Prompt ▸
Count the lines below that contain the word "grass", and reply with only that number.

+ + +

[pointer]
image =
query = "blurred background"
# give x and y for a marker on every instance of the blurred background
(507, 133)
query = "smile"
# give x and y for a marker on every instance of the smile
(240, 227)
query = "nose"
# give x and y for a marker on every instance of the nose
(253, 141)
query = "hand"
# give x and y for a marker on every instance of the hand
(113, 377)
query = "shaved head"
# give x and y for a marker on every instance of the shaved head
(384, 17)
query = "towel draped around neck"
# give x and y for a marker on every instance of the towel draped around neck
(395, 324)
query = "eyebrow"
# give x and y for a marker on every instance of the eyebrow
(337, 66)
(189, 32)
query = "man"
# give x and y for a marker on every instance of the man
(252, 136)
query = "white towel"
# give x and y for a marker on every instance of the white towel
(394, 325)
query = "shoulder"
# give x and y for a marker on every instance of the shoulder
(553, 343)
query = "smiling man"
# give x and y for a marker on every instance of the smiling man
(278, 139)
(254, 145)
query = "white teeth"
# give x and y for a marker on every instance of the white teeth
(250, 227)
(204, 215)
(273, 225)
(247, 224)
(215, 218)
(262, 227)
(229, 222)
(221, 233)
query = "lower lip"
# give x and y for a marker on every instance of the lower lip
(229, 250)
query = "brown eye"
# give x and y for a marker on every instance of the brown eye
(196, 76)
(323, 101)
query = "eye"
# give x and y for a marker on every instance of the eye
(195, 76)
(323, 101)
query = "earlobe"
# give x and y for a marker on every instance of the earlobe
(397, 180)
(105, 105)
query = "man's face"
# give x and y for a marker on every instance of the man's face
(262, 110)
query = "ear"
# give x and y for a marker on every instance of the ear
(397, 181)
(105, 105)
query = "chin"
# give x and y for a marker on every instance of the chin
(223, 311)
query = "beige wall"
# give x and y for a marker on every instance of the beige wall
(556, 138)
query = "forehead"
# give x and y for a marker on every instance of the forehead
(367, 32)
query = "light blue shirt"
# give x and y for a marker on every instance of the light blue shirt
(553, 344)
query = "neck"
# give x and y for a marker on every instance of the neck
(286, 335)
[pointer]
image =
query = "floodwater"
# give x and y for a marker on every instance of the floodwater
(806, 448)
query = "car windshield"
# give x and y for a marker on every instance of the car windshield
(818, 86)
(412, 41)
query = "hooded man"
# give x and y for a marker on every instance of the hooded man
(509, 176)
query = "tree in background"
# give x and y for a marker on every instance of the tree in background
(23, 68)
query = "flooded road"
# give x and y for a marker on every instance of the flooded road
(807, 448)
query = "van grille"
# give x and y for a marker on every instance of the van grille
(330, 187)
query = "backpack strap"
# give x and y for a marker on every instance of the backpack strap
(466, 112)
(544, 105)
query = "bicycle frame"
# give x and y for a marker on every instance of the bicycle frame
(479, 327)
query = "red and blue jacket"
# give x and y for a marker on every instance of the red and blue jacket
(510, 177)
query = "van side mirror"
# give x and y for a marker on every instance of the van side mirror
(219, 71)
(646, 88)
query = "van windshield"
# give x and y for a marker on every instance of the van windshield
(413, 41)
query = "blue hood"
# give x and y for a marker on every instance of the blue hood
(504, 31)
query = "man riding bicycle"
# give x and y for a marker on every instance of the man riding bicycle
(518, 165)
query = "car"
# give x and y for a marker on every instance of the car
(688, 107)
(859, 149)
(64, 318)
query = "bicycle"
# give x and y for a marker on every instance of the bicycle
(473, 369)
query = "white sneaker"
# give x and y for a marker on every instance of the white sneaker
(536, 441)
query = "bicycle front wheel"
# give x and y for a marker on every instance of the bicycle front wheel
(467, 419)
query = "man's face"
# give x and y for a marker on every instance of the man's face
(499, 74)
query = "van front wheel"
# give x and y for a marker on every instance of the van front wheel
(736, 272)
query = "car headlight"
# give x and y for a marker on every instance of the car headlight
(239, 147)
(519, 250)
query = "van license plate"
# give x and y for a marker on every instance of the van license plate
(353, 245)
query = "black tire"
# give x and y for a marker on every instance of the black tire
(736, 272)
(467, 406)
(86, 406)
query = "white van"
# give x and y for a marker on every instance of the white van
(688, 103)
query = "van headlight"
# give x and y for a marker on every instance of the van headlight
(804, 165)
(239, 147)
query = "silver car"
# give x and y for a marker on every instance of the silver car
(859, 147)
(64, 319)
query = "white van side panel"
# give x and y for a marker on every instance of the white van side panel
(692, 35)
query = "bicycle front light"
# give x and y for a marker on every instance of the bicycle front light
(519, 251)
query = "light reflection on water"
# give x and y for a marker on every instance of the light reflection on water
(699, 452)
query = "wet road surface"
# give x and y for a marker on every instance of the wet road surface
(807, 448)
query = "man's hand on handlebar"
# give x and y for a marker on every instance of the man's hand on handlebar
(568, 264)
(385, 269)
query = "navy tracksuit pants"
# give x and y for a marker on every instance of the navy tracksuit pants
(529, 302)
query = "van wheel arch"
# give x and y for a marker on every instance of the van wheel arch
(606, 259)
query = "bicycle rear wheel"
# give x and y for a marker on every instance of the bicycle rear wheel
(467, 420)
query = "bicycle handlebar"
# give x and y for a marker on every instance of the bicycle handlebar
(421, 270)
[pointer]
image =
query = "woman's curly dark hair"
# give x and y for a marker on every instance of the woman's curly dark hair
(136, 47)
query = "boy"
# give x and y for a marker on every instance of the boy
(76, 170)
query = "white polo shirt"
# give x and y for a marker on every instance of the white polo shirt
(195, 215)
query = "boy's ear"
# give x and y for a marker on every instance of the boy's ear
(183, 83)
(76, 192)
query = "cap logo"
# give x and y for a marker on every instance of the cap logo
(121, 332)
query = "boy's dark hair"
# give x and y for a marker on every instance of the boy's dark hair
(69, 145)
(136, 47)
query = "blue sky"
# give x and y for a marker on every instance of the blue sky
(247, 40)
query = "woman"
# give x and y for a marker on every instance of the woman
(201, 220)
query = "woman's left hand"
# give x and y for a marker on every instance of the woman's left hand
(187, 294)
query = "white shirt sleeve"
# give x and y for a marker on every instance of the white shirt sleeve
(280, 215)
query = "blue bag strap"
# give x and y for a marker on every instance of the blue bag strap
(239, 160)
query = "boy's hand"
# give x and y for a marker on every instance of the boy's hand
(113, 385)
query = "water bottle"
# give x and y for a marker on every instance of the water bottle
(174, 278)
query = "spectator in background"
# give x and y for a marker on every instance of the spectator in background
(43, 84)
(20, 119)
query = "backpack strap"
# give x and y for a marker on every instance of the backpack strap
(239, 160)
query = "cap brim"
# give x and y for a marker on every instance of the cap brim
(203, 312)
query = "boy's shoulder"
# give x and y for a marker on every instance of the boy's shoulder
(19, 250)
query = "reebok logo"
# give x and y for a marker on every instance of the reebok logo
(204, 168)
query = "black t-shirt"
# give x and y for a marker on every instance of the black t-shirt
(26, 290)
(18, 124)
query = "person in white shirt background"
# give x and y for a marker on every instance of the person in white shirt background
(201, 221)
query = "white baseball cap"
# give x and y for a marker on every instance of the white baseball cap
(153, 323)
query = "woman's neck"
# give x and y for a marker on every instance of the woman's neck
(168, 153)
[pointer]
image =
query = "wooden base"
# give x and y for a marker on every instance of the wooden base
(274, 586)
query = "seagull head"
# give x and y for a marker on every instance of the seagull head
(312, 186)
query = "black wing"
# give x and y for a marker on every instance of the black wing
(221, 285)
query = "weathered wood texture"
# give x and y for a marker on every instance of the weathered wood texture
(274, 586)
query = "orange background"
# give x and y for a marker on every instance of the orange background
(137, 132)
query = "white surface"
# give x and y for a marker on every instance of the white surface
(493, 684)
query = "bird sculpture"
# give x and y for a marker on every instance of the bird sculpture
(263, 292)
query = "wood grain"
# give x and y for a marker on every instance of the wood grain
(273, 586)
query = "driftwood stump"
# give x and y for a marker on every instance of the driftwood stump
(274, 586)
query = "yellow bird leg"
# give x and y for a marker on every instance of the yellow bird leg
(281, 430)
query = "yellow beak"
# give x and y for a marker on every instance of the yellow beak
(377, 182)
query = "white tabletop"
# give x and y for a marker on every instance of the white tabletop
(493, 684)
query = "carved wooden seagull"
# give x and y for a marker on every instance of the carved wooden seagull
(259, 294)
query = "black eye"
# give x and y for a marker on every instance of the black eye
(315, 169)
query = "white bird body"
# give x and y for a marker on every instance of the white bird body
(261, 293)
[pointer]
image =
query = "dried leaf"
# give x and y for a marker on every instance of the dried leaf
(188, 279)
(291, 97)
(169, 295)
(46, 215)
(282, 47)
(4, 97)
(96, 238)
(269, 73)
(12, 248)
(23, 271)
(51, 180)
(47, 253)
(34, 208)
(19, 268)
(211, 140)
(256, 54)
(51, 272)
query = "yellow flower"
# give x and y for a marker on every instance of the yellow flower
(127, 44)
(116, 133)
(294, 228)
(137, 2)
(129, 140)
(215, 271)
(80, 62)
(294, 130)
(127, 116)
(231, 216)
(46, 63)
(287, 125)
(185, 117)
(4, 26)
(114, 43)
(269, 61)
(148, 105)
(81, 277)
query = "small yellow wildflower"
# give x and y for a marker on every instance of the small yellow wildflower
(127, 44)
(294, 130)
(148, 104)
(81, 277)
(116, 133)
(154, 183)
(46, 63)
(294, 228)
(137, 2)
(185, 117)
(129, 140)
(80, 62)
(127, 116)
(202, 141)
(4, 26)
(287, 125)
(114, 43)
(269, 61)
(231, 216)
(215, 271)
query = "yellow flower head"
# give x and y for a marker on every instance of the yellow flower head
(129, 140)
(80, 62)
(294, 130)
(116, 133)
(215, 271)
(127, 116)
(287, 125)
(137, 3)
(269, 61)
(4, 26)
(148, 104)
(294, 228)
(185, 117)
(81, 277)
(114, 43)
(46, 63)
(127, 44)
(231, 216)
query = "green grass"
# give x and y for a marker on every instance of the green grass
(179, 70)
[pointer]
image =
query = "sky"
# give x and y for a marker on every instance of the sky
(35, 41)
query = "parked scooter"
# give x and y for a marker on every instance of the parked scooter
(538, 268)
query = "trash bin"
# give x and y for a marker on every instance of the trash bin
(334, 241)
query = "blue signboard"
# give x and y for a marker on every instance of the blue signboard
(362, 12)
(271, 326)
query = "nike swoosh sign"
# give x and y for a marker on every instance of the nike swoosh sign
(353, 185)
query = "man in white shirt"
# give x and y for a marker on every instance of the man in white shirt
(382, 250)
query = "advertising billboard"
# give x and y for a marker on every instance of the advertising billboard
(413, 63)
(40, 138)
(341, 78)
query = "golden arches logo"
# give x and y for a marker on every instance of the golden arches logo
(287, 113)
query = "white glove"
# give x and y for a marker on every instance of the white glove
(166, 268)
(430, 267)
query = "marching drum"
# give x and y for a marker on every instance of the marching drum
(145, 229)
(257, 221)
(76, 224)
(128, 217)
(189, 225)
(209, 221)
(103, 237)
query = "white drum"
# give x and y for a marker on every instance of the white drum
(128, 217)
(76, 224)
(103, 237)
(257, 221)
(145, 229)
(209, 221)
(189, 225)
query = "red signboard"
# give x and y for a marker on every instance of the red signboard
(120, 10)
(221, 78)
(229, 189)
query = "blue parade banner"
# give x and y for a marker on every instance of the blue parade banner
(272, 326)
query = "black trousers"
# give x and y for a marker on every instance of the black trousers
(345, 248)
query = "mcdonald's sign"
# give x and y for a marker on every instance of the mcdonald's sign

+ + +

Result ▸
2